— Problem to solve —
Reproduce the stretch of the Tesseract OpenCL write-up from "The only gotcha" through "build of Tesseract.", swapping "/opt/local" for "/usr/local/include" wherever it occurs.

— Excerpt provided —
____

Experimenting with OpenCL for Tesseract

Update (2015-09-08):

A pull request I submitted to Homebrew to add a --with-opencl option to the tesseract formula has now been accepted, so you should be able to just do brew install --HEAD --with-opencl tesseract. For issues with OpenCL-enabled Tesseract on OS X, please see this issue.

After coming across these instructions for building Tesseract with OpenCL support, I wanted to experiment with this feature to see if it would enable faster OCR processing. I also came across this blog post experimenting with the feature under Linux and Windows, but I wanted to try it on Mac OS X and AWS EC2 GPU instances.

Using Mac OS X with Homebrew

Here I built off my existing work modifying the Tesseract Homebrew formula to install the Tesseract training tools.

The only gotcha (as I serendipitously found out) is that there appears to be a bug in the OpenCL build under OS X that will cause it to fail if you don’t have a /opt/local directory for it to include. As I didn’t feel like fixing this, you can simply work around it by running sudo mkdir -p /opt/local before installing with the command:

brew install --training-tools --all-languages --opencl --HEAD https://github.com/ryanfb/homebrew/raw/tesseract_training/Library/Formula/tesseract.rb

If all went well, you should now have an OpenCL-enabled build of Tesseract.

____

— Dataset content —
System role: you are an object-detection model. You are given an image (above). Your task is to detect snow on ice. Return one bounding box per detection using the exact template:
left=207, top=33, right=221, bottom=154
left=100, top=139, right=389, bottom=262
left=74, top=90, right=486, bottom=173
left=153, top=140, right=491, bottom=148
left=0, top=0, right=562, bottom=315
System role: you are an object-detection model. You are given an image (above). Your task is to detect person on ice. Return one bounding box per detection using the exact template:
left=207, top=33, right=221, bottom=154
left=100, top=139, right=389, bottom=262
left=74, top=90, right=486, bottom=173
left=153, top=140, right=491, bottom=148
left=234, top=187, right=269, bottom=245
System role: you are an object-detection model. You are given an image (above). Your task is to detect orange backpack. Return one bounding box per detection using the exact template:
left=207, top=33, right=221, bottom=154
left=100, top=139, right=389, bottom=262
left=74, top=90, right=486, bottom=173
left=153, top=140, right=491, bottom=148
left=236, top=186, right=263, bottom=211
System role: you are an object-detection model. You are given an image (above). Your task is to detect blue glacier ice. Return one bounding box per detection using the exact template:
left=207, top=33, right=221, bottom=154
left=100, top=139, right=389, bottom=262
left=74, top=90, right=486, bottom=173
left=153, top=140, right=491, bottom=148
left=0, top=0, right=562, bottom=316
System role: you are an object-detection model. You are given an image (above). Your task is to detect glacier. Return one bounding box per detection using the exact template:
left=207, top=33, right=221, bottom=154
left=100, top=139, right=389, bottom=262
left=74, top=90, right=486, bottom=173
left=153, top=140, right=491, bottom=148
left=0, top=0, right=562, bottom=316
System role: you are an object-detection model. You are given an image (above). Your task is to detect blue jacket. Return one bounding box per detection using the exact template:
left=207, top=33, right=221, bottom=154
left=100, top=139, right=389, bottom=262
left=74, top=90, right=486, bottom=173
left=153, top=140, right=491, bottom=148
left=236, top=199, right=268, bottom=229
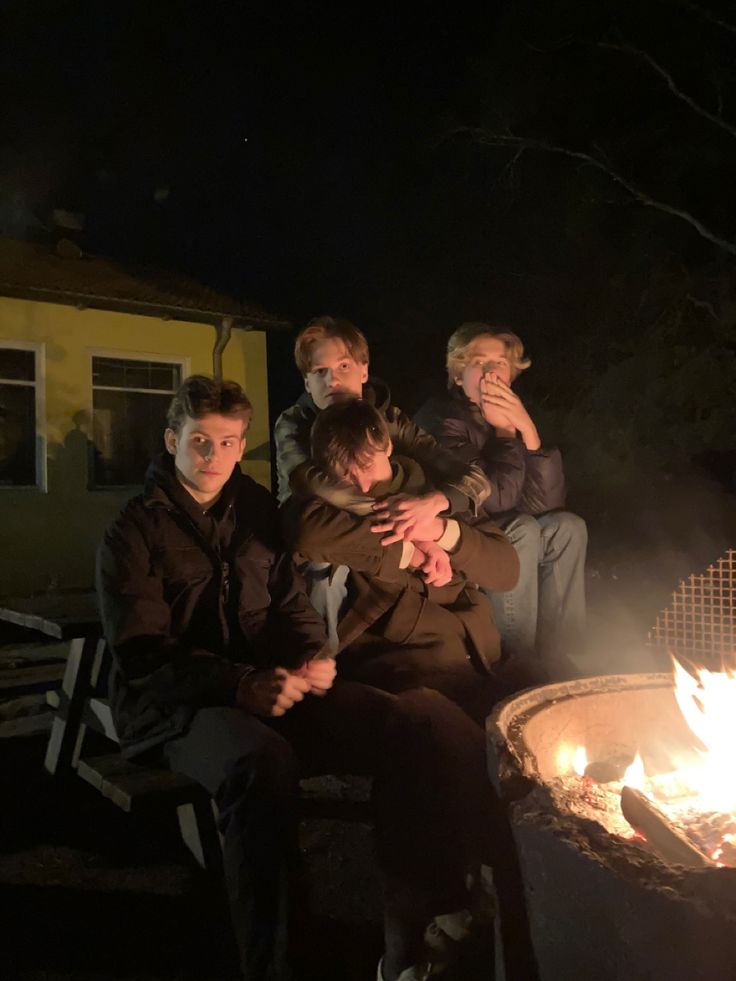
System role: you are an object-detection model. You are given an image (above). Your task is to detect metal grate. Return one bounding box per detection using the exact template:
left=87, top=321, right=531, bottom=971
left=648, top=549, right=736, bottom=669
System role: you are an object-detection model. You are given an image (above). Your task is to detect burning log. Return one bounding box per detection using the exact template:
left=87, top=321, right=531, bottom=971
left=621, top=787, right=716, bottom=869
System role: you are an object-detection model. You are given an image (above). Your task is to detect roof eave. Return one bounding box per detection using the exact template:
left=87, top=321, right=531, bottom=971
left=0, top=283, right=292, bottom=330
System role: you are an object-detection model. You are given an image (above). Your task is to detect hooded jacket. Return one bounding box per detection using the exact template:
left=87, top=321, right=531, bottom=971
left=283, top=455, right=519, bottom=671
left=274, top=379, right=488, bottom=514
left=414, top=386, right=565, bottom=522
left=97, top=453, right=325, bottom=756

____

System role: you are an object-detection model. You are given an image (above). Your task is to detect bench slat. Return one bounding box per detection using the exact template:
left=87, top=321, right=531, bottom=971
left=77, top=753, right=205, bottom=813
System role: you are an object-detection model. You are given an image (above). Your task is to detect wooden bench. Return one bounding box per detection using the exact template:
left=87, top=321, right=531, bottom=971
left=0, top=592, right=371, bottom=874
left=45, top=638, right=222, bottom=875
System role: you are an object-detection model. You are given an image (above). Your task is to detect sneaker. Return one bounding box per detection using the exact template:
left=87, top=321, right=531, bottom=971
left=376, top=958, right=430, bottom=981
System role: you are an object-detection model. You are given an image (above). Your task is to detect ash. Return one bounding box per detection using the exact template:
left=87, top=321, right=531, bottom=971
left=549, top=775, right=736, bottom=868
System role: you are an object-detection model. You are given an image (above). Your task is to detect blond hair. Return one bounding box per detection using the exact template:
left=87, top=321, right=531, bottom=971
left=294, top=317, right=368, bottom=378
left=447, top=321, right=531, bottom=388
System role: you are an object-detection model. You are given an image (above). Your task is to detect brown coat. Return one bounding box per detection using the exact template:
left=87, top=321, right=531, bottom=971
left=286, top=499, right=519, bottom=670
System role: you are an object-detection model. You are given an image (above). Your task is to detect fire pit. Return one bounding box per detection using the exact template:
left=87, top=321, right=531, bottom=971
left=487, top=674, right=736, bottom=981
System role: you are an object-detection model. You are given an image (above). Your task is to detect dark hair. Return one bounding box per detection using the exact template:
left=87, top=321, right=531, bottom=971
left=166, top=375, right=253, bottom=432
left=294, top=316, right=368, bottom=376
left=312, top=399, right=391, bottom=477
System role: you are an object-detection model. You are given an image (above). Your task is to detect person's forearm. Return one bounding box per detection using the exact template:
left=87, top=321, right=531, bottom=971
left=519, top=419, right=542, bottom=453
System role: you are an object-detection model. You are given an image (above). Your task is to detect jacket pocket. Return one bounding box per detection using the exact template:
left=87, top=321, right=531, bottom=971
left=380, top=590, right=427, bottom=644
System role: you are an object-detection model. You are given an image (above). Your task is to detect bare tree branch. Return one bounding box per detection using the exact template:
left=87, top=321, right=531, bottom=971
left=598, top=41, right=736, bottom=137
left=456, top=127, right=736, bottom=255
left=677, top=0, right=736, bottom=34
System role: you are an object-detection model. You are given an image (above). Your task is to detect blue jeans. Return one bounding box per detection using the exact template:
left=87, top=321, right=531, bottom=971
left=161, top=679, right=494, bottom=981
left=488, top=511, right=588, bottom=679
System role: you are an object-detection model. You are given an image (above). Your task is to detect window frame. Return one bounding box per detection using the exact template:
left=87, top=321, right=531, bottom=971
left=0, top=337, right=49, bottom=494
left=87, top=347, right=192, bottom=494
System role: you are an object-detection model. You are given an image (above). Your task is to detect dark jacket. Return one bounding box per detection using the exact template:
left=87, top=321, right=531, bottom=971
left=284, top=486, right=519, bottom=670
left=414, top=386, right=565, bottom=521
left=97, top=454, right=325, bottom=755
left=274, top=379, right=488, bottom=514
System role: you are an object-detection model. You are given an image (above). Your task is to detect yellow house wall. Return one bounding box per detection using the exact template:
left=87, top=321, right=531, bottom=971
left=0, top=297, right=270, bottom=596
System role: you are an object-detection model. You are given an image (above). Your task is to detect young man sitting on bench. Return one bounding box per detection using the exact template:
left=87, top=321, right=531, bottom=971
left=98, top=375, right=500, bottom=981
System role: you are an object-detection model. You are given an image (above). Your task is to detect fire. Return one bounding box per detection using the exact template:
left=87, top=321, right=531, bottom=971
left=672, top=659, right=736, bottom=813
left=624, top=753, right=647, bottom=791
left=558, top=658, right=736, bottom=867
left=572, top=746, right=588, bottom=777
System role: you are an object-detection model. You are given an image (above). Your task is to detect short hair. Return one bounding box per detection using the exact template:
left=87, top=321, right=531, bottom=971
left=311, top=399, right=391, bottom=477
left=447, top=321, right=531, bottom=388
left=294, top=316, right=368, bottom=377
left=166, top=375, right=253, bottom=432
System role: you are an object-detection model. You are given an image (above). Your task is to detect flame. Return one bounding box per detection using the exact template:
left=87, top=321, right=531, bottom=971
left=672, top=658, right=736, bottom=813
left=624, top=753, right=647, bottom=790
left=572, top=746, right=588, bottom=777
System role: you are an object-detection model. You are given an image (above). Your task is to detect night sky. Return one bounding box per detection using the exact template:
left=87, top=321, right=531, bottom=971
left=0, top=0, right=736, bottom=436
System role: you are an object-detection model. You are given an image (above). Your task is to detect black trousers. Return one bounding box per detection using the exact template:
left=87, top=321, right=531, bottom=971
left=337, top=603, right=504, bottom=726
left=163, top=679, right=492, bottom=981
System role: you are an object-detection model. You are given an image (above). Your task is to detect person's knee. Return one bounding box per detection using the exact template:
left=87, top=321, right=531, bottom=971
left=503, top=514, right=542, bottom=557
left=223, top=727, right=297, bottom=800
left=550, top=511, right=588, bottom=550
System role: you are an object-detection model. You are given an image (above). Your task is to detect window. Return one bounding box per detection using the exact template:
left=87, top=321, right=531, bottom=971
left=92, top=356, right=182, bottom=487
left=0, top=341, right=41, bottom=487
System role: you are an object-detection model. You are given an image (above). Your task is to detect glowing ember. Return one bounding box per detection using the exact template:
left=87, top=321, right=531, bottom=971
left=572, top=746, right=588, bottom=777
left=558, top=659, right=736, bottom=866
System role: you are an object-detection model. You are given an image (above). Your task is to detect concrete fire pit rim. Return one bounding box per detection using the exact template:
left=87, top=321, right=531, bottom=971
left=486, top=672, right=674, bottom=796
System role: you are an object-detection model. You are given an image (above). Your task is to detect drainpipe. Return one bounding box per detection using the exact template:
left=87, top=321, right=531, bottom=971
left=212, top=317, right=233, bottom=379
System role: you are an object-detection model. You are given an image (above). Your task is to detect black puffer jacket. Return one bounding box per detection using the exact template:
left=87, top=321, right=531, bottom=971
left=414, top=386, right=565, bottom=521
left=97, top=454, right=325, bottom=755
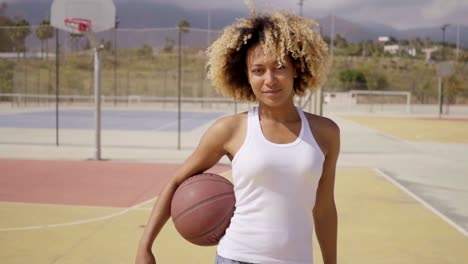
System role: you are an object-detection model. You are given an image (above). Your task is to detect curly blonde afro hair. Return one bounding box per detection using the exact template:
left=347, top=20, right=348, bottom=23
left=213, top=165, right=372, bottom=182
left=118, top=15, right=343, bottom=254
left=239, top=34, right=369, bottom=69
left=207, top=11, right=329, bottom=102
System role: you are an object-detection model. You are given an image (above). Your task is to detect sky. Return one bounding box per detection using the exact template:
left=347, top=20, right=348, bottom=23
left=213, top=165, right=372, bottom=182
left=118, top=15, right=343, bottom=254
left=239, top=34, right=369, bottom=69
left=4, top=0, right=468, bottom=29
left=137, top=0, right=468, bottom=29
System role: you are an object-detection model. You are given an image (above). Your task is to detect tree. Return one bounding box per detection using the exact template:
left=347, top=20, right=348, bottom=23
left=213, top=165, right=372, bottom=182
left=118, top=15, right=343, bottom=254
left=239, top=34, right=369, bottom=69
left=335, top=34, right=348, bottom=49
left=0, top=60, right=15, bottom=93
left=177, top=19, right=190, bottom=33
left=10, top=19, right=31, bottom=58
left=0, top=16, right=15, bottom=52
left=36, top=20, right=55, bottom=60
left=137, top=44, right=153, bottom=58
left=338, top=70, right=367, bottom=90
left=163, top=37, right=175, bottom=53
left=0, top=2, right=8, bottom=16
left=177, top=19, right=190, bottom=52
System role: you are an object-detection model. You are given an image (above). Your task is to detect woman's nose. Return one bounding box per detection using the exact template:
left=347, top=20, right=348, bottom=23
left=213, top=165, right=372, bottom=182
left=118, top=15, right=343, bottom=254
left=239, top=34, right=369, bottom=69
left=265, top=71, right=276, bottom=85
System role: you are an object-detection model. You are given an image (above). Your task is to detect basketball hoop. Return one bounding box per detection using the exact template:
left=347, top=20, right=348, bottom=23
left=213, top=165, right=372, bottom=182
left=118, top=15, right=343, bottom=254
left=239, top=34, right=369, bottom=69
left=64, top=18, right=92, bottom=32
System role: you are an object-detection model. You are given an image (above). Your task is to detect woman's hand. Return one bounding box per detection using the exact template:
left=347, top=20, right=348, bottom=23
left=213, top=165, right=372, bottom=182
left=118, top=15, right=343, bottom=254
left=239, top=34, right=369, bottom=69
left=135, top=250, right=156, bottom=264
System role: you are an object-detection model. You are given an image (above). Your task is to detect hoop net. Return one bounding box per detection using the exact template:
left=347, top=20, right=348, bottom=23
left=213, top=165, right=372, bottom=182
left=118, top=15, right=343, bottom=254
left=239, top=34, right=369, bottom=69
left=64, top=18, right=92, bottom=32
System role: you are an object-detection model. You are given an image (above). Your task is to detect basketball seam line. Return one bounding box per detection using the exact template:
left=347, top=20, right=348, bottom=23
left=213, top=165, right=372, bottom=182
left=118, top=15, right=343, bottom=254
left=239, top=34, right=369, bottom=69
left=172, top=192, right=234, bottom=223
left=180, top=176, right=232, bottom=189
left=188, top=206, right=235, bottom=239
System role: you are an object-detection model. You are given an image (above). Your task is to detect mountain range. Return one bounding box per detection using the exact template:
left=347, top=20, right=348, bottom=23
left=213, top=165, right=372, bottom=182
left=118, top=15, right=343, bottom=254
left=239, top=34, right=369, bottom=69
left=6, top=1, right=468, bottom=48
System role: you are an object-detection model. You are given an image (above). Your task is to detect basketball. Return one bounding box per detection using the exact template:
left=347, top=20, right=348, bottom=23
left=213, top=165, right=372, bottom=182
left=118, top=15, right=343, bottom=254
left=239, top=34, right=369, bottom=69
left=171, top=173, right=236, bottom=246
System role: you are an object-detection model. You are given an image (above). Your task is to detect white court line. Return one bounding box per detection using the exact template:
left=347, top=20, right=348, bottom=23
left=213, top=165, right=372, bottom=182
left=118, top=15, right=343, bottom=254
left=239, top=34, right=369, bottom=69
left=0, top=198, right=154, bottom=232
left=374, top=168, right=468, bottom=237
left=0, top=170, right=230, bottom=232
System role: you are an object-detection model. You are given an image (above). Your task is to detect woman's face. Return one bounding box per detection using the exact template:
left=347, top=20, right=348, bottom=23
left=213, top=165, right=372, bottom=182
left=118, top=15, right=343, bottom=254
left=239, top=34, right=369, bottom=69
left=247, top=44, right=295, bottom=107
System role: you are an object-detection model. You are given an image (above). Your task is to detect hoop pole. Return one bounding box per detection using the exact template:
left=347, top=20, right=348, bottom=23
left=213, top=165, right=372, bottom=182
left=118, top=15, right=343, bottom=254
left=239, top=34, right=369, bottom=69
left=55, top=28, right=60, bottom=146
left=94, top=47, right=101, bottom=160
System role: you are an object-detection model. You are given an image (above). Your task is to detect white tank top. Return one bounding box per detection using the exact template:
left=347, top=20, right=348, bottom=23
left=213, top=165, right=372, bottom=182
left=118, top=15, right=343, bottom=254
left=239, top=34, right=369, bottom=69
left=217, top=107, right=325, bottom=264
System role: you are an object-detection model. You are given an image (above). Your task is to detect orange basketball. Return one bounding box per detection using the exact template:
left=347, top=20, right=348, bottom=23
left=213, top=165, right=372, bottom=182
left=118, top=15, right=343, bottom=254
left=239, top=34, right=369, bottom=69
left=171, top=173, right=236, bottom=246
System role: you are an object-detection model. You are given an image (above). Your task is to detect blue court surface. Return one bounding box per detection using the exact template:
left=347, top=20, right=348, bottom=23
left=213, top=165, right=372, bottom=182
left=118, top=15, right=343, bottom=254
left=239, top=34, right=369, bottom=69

____

— Correct result —
The only gotcha (as I serendipitously found out) is that there appears to be a bug in the OpenCL build under OS X that will cause it to fail if you don’t have a /usr/local/include directory for it to include. As I didn’t feel like fixing this, you can simply work around it by running sudo mkdir -p /usr/local/include before installing with the command:

brew install --training-tools --all-languages --opencl --HEAD https://github.com/ryanfb/homebrew/raw/tesseract_training/Library/Formula/tesseract.rb

If all went well, you should now have an OpenCL-enabled build of Tesseract.